[Start Given entries]

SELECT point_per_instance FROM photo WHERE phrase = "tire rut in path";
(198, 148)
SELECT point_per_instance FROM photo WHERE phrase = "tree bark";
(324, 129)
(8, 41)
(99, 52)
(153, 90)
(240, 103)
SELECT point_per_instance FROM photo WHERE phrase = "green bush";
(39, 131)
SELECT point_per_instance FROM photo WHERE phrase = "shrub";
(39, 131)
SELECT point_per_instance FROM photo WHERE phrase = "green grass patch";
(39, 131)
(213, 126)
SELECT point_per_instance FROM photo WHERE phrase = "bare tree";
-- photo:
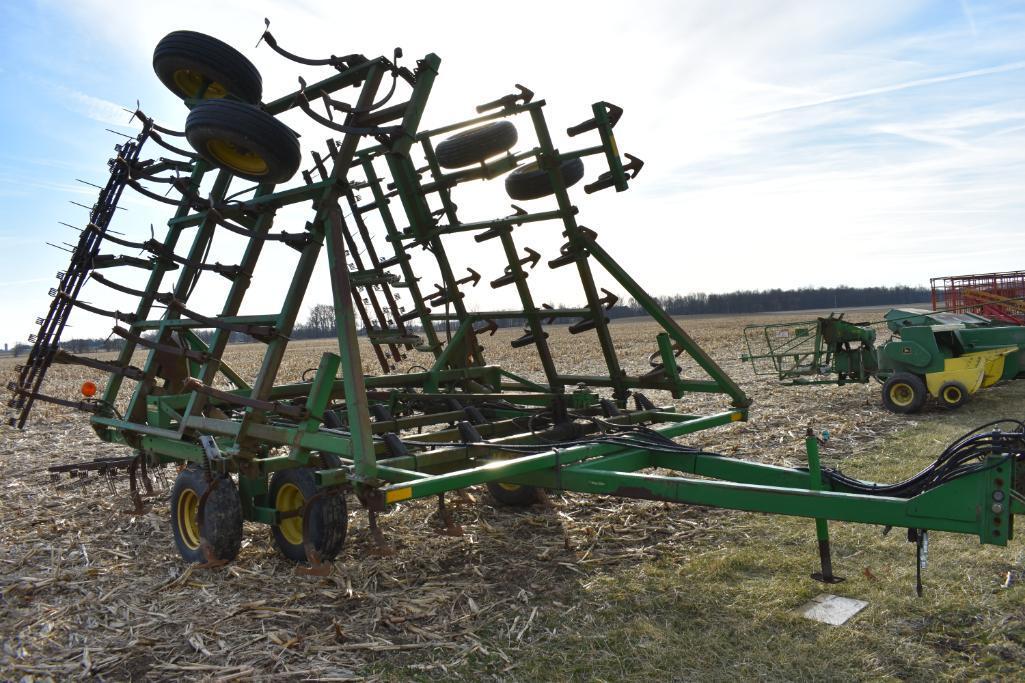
(321, 320)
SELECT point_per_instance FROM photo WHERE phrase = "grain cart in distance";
(381, 195)
(946, 356)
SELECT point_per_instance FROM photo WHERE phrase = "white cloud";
(96, 109)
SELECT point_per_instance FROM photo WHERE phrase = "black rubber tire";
(953, 395)
(329, 515)
(904, 393)
(520, 496)
(243, 139)
(529, 182)
(181, 55)
(221, 526)
(476, 145)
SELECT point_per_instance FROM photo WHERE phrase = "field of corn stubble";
(90, 590)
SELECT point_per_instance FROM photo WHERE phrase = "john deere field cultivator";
(381, 198)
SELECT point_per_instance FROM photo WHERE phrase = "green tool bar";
(268, 319)
(506, 315)
(528, 464)
(305, 193)
(483, 225)
(375, 382)
(661, 382)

[End Given entries]

Exercise details >>
Write out all the entries above again, replacing every "point_per_instance" with "point_list" and changing nothing else. Omit the picture from your answer.

Response to this exercise >>
SELECT point_list FROM photo WHERE phrase = "tire rut in path";
(198, 148)
SELECT point_list FROM photo WHERE phrase = "tree bark";
(324, 129)
(8, 41)
(99, 52)
(153, 90)
(240, 103)
SELECT point_list FROM photo WHERE phrase = "green bush";
(39, 131)
SELECT point_list FROM photo WHERE phrase = "shrub";
(39, 131)
SELECT point_list FROM photo WHERE phrase = "green grass patch";
(39, 131)
(213, 126)
SELECT point_list FROM photo WHERE phrase = "bare tree";
-- photo:
(321, 320)
SELECT point_list FROM photo WHERE phrase = "grain cart in distance";
(381, 195)
(946, 356)
SELECT point_list FROM photo WHERE phrase = "white cloud";
(96, 109)
SELECT point_list FROM photo WHERE phrase = "black rubber tire";
(953, 395)
(329, 515)
(904, 393)
(520, 496)
(243, 139)
(529, 182)
(181, 55)
(221, 526)
(476, 145)
SELECT point_list FROM photo WHERE phrase = "field of corn stubble";
(90, 590)
SELECT point_list FROM photo WHERE phrase = "john deere field cultivator";
(381, 198)
SELECT point_list FROM photo WHERE phrase = "green tool bar";
(268, 319)
(506, 315)
(528, 464)
(305, 193)
(483, 225)
(375, 382)
(661, 382)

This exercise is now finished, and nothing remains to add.